* begin SOURCE DOCUMENT *

To assess this, we measured the cue-specific match error responses of RNNs exhibiting “recency-strategy” behavior. A recency-based strategy would predict a flat rate of match error responses across all lead cue identities. For example, 2-1-X-1, 3-1-X-1, 4-1-X-1, and 5-1-X-1 would each make up 25% of X-1-X-1 match errors. Interestingly, this was not the case. Lead cue-specific responses varied strongly, ranging from 89% to 0%. This refutes a simple recency-based strategy. Furthermore, match error rates exhibited a ramping progression around the corresponding mistaken match cue (Fig 3), suggesting an underlying lead cue-specific structure to the match error rates. This was true in both the higher (X-A-X-A) and the lower (X-X-A-A) match error categories (Fig 3 dark and light blue bars, respectively). Although course-grain analysis suggested a recency-based strategy, the strong variation in response rate by lead cue identity reflects an underlying non-recency behavior derived from the formation and refinement of the RNNs’ solution state spaces.

Formation of the RNN solution state space with experience

To understand the RNN’s solution state space, we first considered the population activity of the network over the course of individual trials. While clear differences could be seen in network activity trajectories over trials as training increased (compare 0k training episodes to 20k to 50k in S6 Fig), discerning relationships between RNN state space representations and behavior required analysis of RNN’s state space at each stage within a trial.

To better understand the structure of the RNN’s solution state space, we considered the final activity state of the RNN after being presented with all four cues (first cue, 2 distractors, test cue). Using principal component (PC) analysis to analyze how network activity varied most (top 3 PCs accounted for >87% variance), we found a precise structure that emerges through training. Untrained RNNs adopt random behavior, for example always responding “match” leading to final state activity reflective only of stimulus-dependent effects (i.e., similarity-based influence on network state, Fig 4A and 4B, 0k). After some training when the recency-like behavior emerges (20k training episodes), activity states begin to show clustering reflective of “match” and “no match” regions (Fig 4A, 20k) suggesting some organization by target cue and first cue (Fig 4B, 20k). Finally, when target-selectivity is achieved (50k training episodes), easily distinguishable point clusters emerge representing a solution state space map underlying network behavior, with tightly defined activity spaces demarcating particular match and no match combinations (1-X-X-1 vs 2-X-X-1 vs 2-X-X-2, etc.) that follows a clear organization based on first and target cues (colored and shaded point clouds in Fig 4A and 4B, 50k). We found this topological map of RNNs’ activity state space was preserved across RNNs independently trained on the task (S7 Fig).

* end SOURCE DOCUMENT *
* begin PROVIDED MATERIAL *

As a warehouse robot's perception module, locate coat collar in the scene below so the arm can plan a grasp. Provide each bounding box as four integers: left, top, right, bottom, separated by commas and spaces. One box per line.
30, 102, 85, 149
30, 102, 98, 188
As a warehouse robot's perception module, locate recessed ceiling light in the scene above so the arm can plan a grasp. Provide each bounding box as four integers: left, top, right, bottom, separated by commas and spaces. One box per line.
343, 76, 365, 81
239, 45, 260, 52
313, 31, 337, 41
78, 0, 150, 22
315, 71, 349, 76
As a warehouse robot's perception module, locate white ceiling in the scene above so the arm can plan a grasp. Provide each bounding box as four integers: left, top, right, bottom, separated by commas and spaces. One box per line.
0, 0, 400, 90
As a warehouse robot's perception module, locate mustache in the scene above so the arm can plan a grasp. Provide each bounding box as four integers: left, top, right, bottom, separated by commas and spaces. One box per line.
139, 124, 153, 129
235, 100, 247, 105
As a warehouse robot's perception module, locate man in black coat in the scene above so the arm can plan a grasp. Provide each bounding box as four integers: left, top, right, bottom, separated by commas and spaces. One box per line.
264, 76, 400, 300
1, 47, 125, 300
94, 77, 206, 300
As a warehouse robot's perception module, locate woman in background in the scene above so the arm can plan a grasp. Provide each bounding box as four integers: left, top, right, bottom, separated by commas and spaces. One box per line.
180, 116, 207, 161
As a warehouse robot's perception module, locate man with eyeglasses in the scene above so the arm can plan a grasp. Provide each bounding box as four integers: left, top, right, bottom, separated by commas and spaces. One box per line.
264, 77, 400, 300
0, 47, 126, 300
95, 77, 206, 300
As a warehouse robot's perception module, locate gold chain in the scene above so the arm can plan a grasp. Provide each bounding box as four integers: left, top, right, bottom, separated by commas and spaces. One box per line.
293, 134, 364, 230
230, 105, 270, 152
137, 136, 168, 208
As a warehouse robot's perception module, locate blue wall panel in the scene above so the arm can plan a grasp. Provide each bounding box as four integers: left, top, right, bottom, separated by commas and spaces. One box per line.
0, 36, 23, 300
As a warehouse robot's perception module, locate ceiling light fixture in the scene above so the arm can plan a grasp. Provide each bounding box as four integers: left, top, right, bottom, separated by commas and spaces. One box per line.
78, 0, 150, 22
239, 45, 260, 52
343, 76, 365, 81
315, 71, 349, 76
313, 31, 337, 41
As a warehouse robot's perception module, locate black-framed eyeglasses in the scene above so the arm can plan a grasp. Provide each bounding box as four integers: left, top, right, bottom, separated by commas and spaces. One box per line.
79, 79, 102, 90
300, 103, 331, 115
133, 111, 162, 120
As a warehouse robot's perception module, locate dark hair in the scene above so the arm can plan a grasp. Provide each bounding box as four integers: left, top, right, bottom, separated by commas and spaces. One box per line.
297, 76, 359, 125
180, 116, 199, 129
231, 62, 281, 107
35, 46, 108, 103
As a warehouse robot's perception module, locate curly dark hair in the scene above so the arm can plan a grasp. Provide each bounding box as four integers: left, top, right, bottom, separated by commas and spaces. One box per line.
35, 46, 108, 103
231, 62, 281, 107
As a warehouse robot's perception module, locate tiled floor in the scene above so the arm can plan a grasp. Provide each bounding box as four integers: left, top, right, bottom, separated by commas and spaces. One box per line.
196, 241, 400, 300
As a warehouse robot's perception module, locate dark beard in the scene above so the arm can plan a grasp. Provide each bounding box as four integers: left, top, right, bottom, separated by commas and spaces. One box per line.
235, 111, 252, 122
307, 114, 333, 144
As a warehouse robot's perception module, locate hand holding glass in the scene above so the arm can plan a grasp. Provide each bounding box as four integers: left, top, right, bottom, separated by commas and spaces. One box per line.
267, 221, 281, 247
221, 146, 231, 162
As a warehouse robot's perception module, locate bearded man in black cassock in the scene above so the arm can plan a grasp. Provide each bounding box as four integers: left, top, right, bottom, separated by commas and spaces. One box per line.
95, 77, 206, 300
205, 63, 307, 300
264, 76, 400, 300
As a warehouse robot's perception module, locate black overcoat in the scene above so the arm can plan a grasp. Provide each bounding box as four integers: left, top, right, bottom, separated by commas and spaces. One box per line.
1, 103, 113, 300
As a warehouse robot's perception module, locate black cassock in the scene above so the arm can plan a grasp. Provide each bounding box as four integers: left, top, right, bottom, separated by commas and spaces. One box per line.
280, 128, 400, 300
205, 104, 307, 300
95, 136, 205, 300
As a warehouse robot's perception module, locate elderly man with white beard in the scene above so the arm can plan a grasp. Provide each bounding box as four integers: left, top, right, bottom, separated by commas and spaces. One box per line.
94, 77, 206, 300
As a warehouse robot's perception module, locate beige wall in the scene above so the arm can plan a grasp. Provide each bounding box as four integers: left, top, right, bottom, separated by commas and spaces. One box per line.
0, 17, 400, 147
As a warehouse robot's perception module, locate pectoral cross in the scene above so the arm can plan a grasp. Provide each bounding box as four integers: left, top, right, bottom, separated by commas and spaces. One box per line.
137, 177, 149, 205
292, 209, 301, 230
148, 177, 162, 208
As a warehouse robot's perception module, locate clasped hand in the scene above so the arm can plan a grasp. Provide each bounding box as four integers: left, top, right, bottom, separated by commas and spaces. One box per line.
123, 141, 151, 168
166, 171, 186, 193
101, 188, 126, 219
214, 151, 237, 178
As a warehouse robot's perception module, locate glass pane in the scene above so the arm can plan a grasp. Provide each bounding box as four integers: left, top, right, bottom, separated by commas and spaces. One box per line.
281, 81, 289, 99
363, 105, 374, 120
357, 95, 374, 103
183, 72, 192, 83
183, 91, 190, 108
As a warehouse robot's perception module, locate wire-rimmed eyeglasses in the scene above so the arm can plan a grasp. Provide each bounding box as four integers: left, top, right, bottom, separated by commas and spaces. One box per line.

* end PROVIDED MATERIAL *

SET EXERCISE>
According to the passage on RNN state spaces, how much of the variance did the top three principal components explain? These records were taken from a separate source.

COMPLETE OUTPUT>
More than 87%.